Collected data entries

──────────

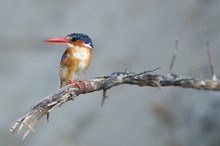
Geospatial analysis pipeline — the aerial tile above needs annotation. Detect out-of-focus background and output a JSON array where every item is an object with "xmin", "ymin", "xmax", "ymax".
[{"xmin": 0, "ymin": 0, "xmax": 220, "ymax": 146}]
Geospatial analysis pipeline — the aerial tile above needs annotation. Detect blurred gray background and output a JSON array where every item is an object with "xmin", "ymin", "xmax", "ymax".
[{"xmin": 0, "ymin": 0, "xmax": 220, "ymax": 146}]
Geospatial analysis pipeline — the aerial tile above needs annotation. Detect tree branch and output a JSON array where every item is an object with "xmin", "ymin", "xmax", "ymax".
[{"xmin": 10, "ymin": 68, "xmax": 220, "ymax": 139}]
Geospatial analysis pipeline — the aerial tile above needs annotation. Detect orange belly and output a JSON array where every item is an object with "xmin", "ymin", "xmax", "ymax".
[{"xmin": 59, "ymin": 47, "xmax": 91, "ymax": 86}]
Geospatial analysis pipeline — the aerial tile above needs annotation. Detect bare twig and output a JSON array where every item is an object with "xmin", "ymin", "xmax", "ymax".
[
  {"xmin": 205, "ymin": 31, "xmax": 218, "ymax": 80},
  {"xmin": 169, "ymin": 33, "xmax": 180, "ymax": 73},
  {"xmin": 10, "ymin": 70, "xmax": 220, "ymax": 139}
]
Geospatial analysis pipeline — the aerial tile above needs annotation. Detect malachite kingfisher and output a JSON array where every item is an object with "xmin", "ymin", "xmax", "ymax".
[{"xmin": 44, "ymin": 33, "xmax": 93, "ymax": 89}]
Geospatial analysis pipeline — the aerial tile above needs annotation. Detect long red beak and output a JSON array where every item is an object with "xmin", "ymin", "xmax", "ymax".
[{"xmin": 43, "ymin": 38, "xmax": 70, "ymax": 43}]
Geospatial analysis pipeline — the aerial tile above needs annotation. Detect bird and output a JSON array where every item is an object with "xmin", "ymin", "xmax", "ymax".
[{"xmin": 43, "ymin": 33, "xmax": 93, "ymax": 89}]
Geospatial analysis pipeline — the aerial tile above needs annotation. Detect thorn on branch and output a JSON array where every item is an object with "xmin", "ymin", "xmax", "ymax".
[
  {"xmin": 169, "ymin": 33, "xmax": 180, "ymax": 73},
  {"xmin": 101, "ymin": 89, "xmax": 108, "ymax": 107},
  {"xmin": 204, "ymin": 30, "xmax": 218, "ymax": 81}
]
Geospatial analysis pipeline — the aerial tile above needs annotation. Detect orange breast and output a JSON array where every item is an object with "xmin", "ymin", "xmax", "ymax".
[{"xmin": 60, "ymin": 46, "xmax": 91, "ymax": 81}]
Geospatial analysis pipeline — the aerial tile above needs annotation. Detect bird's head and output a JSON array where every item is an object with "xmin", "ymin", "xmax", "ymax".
[{"xmin": 44, "ymin": 33, "xmax": 93, "ymax": 49}]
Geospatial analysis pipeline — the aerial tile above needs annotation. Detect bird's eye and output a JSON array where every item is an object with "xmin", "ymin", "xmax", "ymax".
[{"xmin": 71, "ymin": 38, "xmax": 77, "ymax": 42}]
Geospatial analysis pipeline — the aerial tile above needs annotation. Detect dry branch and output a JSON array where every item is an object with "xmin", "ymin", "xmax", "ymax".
[{"xmin": 10, "ymin": 69, "xmax": 220, "ymax": 139}]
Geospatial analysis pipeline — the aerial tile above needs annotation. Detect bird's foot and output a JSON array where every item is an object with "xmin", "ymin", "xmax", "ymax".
[
  {"xmin": 68, "ymin": 80, "xmax": 83, "ymax": 90},
  {"xmin": 78, "ymin": 80, "xmax": 88, "ymax": 88}
]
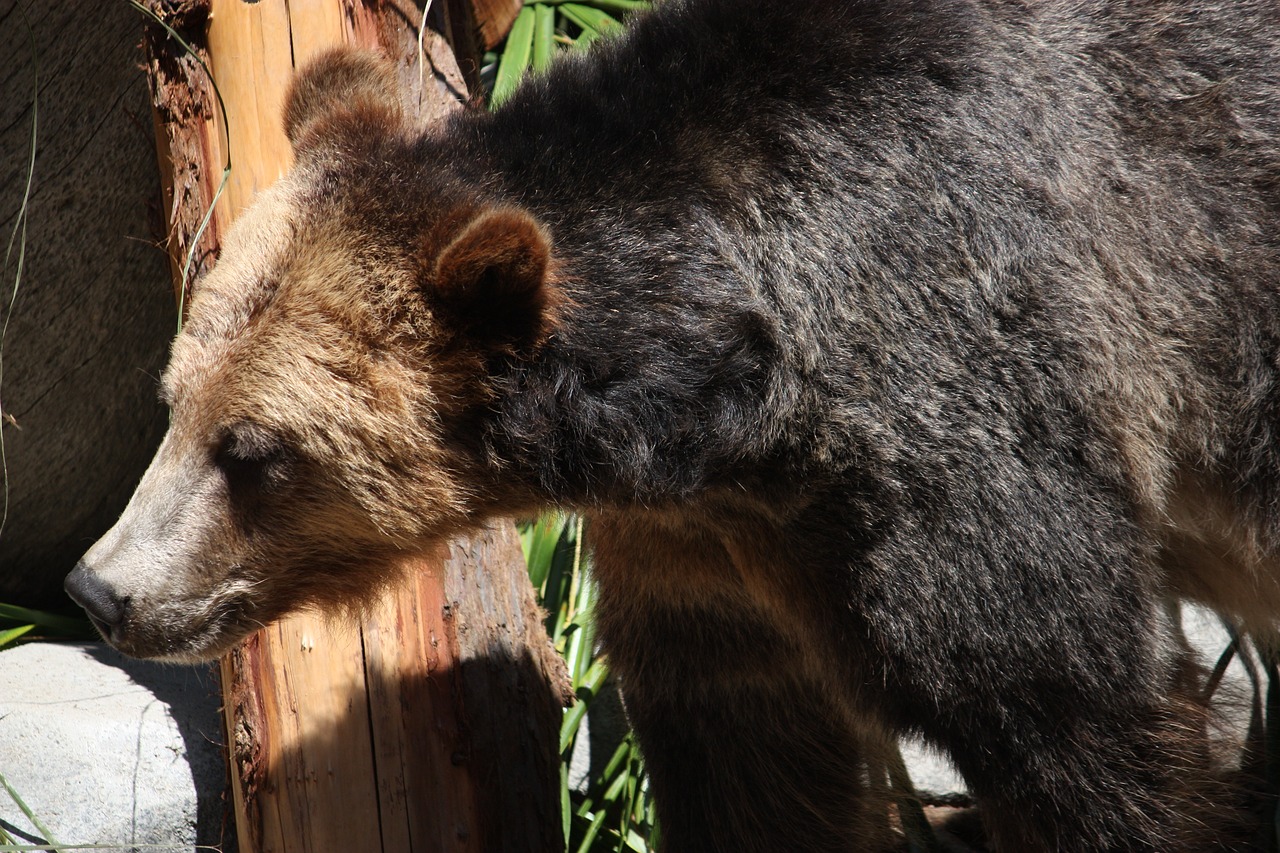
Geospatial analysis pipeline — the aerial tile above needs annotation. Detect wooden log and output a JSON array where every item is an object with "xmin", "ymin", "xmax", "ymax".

──────────

### What to work on
Can you reproduce every one of the records above word for word, leaving out the pictures?

### Task response
Geospatial analysis pipeline — the aerial tile above needs annotation. Detect out-of-focus background and output a JSON array where every item is an object with "xmin", "ymin", "xmax", "ymax".
[{"xmin": 0, "ymin": 0, "xmax": 220, "ymax": 146}]
Geospatial analysis pipeline — the aerial tile above needs annotation. Detect blurred gray background and output a JSON array where every item is an object with "xmin", "ymin", "xmax", "ymax".
[{"xmin": 0, "ymin": 0, "xmax": 220, "ymax": 146}]
Geospatial analysis pipeline — the aerial tile above needs annotation. Detect tree branch and output a JSON array where every item is an object with "xmin", "ymin", "xmax", "ymax".
[{"xmin": 10, "ymin": 68, "xmax": 220, "ymax": 139}]
Geospatial analysis pipeline — the aerial tile above needs annotation. Detect orange belly and output a JSON array where every item is an object with "xmin", "ymin", "xmax", "ymax".
[{"xmin": 59, "ymin": 47, "xmax": 91, "ymax": 86}]
Geospatial analysis pipeline — the aerial tile above needs annotation. Detect bare twig and output a JSON array where every item is an object with "xmin", "ymin", "xmax", "ymax".
[
  {"xmin": 205, "ymin": 31, "xmax": 218, "ymax": 80},
  {"xmin": 169, "ymin": 33, "xmax": 180, "ymax": 73},
  {"xmin": 10, "ymin": 70, "xmax": 220, "ymax": 139}
]
Geospatial analysis pipeline — the aerial tile above needs annotation. Detect malachite kingfisher and output a JSON array where every item is an object with "xmin", "ymin", "xmax", "ymax".
[{"xmin": 44, "ymin": 33, "xmax": 93, "ymax": 89}]
Geospatial analysis pipeline — the aerial tile above needs annotation. Detect long red beak and output a JSON array where every item is an object with "xmin", "ymin", "xmax", "ymax".
[{"xmin": 43, "ymin": 38, "xmax": 70, "ymax": 43}]
Geospatial analysis pipeline — the aerial tile above needs annotation. Detect bird and output a JSON array where every item is an object with "xmin", "ymin", "xmax", "ymax".
[{"xmin": 43, "ymin": 33, "xmax": 93, "ymax": 89}]
Geospatial analysis pipeline — the aerial tile above needs annotation. Detect thorn on branch and output a JSON array where every item is an object with "xmin", "ymin", "xmax", "ymax".
[
  {"xmin": 169, "ymin": 33, "xmax": 180, "ymax": 73},
  {"xmin": 101, "ymin": 89, "xmax": 108, "ymax": 107},
  {"xmin": 204, "ymin": 30, "xmax": 218, "ymax": 81}
]
Geospatial analysis pipeline — the aerial tile above needs annotation. Detect orange breast and output a JSON array where every item is an object with "xmin", "ymin", "xmax", "ymax".
[{"xmin": 60, "ymin": 46, "xmax": 91, "ymax": 81}]
Geospatial analysis pipeline — the aerial tile above needs annotation. Detect bird's head and output a JSON array where every item is an object with "xmin", "ymin", "xmax", "ymax".
[{"xmin": 44, "ymin": 33, "xmax": 93, "ymax": 49}]
Geospatial analysis pipeline — the aerial tile above needs annotation. Detect bird's eye and output a JSON array where every item is an object with "xmin", "ymin", "xmax", "ymax".
[{"xmin": 71, "ymin": 38, "xmax": 77, "ymax": 42}]
Geospatial analysis pipeline — the aerial tile above needs annotation. Detect dry branch and output a JSON array where every item is an object with "xmin", "ymin", "xmax", "ymax".
[{"xmin": 10, "ymin": 69, "xmax": 220, "ymax": 139}]
Geospatial analysis pipeline — the aerial tile above needs annotation. Detect bird's foot and output a JSON array where every item is an object with "xmin", "ymin", "xmax", "ymax".
[
  {"xmin": 68, "ymin": 80, "xmax": 83, "ymax": 90},
  {"xmin": 78, "ymin": 80, "xmax": 88, "ymax": 88}
]
Geospatial analysis pipeline — the aerial tile above needs annotation. Detect wooden log and output a JSON array where every item is an object with "xmin", "ymin", "xmax", "ymax".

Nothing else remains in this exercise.